Exercise material:
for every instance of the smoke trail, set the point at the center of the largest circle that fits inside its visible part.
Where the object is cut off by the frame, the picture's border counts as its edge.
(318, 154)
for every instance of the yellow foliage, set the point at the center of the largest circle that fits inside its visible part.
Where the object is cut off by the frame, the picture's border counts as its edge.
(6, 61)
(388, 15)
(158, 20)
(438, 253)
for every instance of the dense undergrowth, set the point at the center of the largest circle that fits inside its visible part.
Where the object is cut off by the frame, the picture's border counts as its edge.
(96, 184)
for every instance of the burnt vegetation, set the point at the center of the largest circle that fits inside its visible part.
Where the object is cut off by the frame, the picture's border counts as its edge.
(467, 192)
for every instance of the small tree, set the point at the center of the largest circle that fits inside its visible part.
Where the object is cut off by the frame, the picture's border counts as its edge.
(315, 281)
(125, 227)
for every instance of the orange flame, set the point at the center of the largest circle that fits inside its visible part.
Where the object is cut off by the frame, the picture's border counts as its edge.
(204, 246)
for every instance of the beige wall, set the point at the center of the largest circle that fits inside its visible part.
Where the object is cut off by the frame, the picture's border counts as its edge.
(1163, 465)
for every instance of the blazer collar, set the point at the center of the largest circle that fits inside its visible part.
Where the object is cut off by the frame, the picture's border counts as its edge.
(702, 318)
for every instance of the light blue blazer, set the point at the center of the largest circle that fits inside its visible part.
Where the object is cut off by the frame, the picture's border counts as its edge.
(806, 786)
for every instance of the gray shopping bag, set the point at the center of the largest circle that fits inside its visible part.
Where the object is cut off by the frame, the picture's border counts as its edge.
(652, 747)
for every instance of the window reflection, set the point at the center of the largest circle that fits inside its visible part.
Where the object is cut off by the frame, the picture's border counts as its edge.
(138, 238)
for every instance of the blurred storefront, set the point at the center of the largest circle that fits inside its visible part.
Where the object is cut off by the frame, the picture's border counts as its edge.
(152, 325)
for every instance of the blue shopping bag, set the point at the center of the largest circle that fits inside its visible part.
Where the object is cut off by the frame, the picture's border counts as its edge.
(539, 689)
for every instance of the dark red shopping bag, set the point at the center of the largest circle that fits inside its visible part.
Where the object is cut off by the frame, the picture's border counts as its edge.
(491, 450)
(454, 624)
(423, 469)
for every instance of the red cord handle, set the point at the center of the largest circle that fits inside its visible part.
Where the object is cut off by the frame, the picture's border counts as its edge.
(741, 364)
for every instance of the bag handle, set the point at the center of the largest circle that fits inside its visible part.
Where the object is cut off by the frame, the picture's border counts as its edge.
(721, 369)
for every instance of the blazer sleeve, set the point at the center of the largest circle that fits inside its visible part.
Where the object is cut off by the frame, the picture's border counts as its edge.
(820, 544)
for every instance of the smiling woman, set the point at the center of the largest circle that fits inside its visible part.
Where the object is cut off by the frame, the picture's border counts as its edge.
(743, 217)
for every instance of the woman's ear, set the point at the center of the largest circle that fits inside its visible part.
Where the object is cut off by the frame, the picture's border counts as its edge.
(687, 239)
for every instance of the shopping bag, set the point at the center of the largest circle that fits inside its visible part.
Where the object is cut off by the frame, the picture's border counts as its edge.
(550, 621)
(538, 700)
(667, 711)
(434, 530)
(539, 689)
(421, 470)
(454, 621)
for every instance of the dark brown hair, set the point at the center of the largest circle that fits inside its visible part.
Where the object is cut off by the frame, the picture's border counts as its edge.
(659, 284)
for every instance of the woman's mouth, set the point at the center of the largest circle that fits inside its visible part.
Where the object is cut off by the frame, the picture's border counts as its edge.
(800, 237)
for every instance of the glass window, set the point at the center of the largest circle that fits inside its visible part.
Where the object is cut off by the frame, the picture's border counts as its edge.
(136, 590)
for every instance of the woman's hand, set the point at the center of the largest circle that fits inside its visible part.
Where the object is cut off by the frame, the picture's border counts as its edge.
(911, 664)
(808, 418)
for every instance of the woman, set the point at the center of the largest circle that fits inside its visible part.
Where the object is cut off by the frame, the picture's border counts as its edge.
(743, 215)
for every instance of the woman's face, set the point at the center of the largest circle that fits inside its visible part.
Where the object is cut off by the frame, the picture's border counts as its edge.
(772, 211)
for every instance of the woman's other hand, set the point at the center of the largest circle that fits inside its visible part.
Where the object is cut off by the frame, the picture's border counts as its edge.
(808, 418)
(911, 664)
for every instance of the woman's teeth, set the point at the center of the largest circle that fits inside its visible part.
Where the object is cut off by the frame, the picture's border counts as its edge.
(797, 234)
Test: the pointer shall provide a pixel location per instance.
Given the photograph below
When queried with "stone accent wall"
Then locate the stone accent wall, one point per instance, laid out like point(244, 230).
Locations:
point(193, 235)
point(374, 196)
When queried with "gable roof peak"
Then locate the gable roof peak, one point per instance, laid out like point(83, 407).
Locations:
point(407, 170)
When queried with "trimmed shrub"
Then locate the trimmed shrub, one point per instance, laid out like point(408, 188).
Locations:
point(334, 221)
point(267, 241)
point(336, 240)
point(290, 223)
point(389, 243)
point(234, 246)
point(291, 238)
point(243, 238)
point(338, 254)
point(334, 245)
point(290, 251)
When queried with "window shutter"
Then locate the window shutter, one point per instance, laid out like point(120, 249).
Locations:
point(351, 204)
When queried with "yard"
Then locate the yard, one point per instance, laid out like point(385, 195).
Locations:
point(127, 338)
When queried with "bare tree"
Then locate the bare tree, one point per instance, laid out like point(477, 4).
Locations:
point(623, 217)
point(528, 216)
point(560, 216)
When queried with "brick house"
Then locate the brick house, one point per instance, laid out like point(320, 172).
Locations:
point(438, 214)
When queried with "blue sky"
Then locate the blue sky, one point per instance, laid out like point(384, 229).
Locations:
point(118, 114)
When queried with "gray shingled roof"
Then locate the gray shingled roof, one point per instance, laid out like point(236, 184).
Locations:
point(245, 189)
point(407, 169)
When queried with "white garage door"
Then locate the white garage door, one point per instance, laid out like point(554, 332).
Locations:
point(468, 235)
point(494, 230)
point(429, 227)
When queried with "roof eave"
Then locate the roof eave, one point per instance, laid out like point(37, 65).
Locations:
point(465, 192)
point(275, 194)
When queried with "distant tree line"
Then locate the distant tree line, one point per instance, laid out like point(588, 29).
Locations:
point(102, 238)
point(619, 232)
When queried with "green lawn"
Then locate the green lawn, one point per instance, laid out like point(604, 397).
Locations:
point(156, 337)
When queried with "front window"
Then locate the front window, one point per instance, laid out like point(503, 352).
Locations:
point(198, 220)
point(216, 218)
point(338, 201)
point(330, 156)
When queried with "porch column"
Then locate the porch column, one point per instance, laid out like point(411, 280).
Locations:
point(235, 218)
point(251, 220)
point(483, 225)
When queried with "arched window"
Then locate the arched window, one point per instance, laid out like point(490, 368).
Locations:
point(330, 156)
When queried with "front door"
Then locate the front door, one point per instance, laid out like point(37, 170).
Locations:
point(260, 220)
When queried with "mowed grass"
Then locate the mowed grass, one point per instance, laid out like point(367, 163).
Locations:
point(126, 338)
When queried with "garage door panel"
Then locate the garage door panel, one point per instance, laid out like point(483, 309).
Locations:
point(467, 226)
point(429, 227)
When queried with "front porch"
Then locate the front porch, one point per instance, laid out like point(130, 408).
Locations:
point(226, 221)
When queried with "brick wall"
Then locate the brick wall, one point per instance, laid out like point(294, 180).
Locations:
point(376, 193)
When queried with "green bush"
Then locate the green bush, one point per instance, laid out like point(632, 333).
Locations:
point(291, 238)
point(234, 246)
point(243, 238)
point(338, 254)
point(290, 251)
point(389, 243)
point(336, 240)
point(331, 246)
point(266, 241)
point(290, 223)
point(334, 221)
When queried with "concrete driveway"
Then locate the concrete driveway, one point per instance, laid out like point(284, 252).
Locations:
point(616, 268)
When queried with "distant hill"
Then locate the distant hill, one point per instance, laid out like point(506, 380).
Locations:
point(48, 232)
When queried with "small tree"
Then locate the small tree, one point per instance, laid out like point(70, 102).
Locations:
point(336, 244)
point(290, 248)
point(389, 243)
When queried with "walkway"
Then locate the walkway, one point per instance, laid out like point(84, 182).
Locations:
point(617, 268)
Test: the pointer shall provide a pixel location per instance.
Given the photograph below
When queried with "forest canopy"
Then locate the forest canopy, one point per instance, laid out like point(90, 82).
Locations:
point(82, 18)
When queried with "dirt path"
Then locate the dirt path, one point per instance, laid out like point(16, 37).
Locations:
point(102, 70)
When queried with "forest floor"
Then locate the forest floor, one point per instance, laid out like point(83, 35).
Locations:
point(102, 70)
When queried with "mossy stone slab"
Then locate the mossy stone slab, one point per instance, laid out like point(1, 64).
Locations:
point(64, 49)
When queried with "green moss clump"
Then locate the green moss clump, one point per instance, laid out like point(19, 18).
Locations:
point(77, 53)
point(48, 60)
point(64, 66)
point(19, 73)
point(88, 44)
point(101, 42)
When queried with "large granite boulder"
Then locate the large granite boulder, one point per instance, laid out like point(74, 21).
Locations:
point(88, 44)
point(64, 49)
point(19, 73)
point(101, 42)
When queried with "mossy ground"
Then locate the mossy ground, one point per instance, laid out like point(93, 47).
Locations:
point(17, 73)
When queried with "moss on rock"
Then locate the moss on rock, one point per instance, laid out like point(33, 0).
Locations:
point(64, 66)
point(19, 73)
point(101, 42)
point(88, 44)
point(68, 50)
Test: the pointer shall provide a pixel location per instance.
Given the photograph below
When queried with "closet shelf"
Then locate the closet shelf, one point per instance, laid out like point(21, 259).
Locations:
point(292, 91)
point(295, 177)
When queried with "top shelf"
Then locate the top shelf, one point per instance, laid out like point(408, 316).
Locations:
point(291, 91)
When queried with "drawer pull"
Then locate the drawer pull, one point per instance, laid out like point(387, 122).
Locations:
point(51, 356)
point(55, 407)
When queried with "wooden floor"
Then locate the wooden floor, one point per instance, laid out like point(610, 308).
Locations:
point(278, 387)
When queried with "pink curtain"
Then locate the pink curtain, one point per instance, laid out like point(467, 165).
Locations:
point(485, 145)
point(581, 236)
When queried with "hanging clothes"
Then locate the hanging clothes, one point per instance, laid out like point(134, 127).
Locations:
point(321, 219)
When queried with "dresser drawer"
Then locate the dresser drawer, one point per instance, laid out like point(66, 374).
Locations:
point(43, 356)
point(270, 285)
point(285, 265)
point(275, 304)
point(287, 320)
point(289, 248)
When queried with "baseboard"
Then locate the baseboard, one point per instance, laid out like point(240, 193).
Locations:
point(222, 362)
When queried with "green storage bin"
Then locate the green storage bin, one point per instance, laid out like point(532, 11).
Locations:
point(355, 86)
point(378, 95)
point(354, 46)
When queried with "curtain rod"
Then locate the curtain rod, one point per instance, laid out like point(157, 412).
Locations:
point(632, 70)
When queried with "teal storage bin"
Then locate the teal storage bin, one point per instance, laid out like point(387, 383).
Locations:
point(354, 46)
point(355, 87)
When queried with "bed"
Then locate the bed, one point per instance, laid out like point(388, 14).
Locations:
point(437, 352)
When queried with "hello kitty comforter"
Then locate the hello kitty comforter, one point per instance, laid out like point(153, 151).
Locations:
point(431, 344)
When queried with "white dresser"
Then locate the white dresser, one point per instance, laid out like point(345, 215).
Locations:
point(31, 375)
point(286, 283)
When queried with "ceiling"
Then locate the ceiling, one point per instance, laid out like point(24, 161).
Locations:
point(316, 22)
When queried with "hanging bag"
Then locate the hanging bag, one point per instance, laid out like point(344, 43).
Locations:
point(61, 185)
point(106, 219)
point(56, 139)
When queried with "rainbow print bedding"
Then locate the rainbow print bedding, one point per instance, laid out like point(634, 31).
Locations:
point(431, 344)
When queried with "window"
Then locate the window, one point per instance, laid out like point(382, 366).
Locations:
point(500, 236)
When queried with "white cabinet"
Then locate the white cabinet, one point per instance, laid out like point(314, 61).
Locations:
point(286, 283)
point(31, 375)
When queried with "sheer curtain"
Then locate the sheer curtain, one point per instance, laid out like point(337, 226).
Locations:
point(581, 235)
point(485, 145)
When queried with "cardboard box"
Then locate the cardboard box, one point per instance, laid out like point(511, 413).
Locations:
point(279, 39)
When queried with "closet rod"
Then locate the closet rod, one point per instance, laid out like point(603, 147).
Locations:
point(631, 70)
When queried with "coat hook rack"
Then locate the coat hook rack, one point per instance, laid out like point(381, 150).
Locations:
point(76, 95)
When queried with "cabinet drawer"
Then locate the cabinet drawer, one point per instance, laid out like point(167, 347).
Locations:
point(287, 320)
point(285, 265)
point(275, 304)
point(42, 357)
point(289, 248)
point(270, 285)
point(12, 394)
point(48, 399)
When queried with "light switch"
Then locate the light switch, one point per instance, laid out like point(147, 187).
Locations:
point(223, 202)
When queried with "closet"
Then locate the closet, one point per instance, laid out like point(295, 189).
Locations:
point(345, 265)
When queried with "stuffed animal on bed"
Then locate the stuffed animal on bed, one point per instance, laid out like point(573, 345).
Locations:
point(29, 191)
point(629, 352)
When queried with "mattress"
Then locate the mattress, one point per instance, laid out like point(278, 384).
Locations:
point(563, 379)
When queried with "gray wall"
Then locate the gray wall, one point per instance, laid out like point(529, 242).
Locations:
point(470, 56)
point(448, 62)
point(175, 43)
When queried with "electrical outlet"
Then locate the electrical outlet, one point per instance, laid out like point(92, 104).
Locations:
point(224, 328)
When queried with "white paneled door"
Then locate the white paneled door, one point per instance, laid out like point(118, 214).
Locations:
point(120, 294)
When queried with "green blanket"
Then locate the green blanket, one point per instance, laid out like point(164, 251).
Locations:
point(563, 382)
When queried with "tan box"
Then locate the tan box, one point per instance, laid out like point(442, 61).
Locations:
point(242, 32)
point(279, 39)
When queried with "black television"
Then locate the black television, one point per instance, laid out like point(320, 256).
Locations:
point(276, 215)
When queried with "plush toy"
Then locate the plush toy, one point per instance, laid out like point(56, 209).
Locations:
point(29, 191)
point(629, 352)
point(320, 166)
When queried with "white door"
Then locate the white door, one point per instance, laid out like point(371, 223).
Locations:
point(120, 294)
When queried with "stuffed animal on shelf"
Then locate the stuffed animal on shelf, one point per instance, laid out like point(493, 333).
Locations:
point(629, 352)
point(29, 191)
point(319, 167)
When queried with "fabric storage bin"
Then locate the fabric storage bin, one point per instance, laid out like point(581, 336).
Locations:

Stated task:
Return every row above that contains the word "gray".

Result below:
for every instance of the gray shopping bag, set the point at the center of the largest circle that fits inside its visible part.
When queried with "gray shingled roof"
Then locate the gray shingled roof, one point per instance, laid out like point(236, 184).
When queried with "gray wall"
Then locate the gray wall, one point per instance, laid out like point(529, 242).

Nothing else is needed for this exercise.